**** Recorded data ****

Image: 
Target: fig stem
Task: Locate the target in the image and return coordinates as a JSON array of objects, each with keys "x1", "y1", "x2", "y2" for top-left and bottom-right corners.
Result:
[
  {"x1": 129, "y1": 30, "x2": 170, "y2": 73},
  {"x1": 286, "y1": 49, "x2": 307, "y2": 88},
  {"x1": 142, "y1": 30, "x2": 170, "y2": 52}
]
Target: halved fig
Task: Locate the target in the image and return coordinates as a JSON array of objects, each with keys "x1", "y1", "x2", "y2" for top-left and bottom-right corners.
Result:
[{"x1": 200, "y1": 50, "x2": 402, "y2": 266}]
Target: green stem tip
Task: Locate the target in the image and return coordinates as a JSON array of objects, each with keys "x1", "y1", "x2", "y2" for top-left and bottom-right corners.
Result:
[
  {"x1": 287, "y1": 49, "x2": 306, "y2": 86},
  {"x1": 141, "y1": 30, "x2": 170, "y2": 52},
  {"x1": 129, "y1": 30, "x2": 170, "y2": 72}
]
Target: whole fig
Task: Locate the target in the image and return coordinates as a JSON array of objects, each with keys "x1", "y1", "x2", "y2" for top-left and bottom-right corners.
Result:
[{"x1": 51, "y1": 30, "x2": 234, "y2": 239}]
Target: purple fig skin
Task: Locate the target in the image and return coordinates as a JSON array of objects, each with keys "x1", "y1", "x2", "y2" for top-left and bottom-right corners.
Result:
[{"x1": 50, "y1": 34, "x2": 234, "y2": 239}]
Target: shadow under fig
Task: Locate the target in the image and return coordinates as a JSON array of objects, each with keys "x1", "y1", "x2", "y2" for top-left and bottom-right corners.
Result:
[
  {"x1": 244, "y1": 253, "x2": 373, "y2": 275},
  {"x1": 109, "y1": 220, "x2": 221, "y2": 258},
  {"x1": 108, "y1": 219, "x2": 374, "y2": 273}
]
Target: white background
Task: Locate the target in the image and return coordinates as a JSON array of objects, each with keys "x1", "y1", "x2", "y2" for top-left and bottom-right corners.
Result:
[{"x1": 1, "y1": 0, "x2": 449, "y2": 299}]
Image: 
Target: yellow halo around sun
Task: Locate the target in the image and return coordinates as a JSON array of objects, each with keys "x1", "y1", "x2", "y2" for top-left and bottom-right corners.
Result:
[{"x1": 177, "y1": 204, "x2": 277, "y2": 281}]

****

Activity
Please give back only the lines between the first line of the entries and the line with "Target: halved fig", both ends included, word for word.

Your solution
Image: 
Target: fig stem
Task: Locate the target in the image and return coordinates as a JSON array of objects, each with keys "x1", "y1", "x2", "y2" for top-left and bottom-right corners.
Result:
[
  {"x1": 129, "y1": 30, "x2": 170, "y2": 73},
  {"x1": 286, "y1": 49, "x2": 307, "y2": 88},
  {"x1": 142, "y1": 30, "x2": 170, "y2": 52}
]
Target: halved fig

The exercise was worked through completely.